──────── Records to process
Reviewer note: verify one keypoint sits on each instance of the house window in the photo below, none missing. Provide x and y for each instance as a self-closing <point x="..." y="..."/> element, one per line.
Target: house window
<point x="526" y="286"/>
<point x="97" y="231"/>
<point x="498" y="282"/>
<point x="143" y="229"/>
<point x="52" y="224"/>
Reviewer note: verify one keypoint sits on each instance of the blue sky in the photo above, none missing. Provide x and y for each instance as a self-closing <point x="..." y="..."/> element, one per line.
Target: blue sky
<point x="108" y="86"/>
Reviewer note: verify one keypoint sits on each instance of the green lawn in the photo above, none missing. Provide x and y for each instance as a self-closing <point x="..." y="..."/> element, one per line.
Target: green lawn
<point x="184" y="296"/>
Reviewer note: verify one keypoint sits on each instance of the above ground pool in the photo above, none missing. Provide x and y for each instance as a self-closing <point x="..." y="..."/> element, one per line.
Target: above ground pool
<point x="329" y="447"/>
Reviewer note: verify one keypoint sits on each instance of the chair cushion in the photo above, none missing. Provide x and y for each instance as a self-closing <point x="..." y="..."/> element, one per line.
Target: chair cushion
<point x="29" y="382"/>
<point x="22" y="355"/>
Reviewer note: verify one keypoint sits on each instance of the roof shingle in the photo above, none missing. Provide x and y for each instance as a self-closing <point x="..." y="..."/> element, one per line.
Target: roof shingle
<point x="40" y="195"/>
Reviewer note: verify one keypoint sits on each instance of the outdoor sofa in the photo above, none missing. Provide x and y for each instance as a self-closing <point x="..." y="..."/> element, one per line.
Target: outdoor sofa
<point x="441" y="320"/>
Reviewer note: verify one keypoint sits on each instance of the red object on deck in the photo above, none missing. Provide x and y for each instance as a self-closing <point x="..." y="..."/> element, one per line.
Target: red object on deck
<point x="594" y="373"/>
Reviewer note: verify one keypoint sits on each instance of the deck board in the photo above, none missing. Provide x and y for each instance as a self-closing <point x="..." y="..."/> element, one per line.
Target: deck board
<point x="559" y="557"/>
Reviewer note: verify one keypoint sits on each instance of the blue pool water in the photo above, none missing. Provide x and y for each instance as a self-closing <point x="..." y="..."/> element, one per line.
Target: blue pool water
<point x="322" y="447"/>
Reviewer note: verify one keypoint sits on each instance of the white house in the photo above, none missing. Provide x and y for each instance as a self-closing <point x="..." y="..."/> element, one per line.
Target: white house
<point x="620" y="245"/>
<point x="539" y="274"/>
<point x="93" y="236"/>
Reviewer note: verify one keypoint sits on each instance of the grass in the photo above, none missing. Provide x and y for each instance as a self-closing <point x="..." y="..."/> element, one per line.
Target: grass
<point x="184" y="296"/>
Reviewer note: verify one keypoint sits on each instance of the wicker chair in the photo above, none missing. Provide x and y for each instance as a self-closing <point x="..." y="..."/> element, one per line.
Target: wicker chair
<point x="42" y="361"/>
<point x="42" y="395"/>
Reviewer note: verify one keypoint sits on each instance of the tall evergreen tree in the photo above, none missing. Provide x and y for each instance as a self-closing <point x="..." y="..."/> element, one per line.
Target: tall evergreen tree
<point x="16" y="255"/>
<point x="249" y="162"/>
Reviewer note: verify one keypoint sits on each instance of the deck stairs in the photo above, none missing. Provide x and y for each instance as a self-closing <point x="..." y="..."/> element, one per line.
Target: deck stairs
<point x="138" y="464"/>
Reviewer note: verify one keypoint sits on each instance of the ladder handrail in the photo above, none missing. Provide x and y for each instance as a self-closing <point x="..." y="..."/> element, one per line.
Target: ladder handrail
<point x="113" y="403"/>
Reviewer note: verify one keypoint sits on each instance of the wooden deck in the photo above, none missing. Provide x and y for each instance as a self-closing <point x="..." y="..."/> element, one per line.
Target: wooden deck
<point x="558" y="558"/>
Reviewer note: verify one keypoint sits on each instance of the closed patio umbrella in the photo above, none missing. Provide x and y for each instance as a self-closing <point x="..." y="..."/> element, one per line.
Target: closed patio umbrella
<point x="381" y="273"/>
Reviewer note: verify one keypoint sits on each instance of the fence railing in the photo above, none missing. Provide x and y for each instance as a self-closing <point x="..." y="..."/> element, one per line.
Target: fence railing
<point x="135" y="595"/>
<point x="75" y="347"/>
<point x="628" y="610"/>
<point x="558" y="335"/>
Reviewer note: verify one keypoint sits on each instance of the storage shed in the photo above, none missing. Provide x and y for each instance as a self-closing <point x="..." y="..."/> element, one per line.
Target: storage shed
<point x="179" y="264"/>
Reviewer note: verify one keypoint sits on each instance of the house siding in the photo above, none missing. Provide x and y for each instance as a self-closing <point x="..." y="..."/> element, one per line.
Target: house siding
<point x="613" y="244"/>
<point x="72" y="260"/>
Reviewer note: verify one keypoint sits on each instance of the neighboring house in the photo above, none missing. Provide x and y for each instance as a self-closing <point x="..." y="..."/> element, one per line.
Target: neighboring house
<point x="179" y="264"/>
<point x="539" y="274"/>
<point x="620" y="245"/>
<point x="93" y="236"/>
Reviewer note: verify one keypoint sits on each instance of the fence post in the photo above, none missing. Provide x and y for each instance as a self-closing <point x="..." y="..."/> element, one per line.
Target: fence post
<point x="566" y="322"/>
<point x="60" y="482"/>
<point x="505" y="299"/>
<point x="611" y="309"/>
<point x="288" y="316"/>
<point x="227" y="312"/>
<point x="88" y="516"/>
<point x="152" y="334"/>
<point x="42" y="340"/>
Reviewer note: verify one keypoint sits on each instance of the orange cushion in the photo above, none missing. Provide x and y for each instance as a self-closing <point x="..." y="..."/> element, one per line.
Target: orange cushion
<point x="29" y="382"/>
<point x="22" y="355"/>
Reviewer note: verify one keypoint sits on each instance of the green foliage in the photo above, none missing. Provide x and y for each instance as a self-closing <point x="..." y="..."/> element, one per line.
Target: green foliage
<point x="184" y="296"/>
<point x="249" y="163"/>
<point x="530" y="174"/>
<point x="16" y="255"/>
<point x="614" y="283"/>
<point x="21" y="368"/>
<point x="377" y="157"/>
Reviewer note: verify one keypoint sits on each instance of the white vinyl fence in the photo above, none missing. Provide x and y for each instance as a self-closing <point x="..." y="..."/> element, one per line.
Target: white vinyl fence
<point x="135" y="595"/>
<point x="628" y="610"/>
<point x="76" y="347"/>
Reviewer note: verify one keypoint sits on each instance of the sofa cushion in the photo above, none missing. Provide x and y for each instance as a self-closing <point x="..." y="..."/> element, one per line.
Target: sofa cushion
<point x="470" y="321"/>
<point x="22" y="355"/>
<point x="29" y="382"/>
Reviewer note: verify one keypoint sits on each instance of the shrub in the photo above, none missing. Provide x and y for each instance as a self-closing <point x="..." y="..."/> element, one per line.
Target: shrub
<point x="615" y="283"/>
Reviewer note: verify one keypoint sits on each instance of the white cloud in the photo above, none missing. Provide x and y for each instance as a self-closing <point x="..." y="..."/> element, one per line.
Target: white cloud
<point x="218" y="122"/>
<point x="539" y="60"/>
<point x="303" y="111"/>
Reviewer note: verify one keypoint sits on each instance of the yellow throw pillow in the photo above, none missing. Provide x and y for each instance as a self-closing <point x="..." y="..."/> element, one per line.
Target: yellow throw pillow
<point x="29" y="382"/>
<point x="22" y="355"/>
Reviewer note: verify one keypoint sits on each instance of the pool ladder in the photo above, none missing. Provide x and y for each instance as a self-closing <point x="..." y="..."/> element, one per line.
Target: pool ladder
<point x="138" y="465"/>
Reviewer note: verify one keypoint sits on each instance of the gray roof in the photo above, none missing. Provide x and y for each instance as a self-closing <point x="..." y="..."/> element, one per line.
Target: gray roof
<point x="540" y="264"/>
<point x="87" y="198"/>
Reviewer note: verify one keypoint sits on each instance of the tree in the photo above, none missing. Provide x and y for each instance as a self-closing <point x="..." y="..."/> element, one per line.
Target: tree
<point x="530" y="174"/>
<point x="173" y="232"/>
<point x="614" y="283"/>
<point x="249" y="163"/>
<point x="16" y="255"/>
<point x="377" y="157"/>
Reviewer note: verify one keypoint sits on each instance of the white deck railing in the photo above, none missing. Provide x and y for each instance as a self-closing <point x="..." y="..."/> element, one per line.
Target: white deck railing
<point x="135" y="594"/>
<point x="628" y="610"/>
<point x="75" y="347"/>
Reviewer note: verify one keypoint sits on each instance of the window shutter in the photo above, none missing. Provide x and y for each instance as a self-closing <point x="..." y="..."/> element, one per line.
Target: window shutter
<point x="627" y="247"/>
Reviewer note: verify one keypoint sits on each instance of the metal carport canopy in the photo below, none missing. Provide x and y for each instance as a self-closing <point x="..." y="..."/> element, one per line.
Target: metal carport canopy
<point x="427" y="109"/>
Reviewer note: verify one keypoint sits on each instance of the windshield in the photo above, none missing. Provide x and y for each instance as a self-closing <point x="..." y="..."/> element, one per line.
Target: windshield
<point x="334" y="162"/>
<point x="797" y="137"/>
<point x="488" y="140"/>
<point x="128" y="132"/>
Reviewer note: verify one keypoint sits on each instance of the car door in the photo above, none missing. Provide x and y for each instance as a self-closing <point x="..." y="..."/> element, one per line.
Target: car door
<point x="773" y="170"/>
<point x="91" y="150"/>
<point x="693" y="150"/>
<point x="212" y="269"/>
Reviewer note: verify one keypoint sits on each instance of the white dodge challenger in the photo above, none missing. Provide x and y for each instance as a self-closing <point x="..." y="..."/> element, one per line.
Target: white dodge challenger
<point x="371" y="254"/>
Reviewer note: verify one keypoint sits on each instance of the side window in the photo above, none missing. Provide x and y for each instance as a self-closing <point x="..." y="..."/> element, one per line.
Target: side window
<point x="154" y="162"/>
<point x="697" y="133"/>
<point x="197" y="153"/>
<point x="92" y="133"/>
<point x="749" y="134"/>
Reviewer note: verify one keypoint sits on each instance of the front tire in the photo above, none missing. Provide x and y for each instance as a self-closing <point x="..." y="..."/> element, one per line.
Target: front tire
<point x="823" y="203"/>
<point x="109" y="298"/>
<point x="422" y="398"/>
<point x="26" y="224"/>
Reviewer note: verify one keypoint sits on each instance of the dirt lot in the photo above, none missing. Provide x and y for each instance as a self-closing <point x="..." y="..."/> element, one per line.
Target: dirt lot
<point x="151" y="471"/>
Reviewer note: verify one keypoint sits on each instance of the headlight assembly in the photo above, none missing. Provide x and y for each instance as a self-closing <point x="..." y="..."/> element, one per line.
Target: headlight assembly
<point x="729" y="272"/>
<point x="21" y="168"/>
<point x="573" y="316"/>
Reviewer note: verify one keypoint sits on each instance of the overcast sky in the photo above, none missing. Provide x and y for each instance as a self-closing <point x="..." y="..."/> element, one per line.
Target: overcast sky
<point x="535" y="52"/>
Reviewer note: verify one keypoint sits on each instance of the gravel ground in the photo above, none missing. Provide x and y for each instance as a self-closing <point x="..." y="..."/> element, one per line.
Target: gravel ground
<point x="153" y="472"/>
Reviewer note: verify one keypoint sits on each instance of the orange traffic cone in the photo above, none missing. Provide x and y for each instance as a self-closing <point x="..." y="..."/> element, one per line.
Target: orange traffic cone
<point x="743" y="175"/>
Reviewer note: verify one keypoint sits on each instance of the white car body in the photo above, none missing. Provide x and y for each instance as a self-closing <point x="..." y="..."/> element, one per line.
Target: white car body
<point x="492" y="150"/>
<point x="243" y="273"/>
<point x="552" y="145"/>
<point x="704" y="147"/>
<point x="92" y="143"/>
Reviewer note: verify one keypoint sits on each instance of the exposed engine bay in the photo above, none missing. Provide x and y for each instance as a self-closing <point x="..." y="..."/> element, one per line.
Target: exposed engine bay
────────────────
• **Short exercise**
Reproduce only the lines running from the one with "of the overcast" through the final line of the listing above, both ends included.

• **The reply**
Reviewer note: verify one keypoint sits on each instance of the overcast sky in the photo above, none missing. Provide x and y for each instance as a self-closing <point x="..." y="..."/> element, one per line.
Target: overcast sky
<point x="535" y="52"/>
Reviewer note: verify one keypoint sits on each instance of the gravel ground in the photo above, none missing. Provide x and y for each instance as a self-closing <point x="..." y="..."/> element, one per line.
Target: gravel ground
<point x="153" y="472"/>
Reviewer note: verify one keypoint sits on each instance of the orange traffic cone in the photo above, none missing. Provide x and y for each instance as a self-closing <point x="..." y="..."/> element, one per line.
Target: orange traffic cone
<point x="743" y="175"/>
Reviewer note: verify one keypoint sits on each instance of the white car body in the photo above, none missing. Provide x and y for each instance as a self-closing <point x="..." y="..."/> element, one per line.
Target: white car body
<point x="492" y="150"/>
<point x="243" y="273"/>
<point x="552" y="145"/>
<point x="704" y="147"/>
<point x="92" y="143"/>
Reviewer note: verify one keypoint sits on each instance of the exposed engine bay in the photo above, none missing. Provide x and y for each instance as a self-closing <point x="..." y="..."/> element, one per line.
Target: exposed engine bay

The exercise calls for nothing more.